* _WORK ORDER_
Check each line of the entries for the string "lawn". Report only how many lines have it.
--- DATA TO PROCESS Enclosed Below ---
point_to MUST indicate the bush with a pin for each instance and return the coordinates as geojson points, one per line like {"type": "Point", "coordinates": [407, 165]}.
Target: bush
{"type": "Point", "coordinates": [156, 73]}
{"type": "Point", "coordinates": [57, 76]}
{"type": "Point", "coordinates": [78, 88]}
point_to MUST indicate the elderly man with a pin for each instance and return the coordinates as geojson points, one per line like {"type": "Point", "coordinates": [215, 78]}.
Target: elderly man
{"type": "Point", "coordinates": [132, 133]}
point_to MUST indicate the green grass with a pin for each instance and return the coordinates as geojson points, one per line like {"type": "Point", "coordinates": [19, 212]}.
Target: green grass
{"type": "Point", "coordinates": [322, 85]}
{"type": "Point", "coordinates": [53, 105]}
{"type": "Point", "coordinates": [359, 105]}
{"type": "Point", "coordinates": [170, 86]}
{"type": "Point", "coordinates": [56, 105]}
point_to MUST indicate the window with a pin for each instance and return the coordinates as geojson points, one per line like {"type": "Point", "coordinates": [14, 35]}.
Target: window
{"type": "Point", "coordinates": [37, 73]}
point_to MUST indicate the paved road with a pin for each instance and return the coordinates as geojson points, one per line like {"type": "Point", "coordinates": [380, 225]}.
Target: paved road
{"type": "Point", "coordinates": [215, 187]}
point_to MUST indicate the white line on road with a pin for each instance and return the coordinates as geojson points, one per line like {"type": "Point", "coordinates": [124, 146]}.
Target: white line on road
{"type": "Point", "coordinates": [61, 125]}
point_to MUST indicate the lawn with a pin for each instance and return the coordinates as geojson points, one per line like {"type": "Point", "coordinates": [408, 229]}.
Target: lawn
--- End of Enclosed DATA TO PROCESS ---
* _REPLY TO THE EXERCISE_
2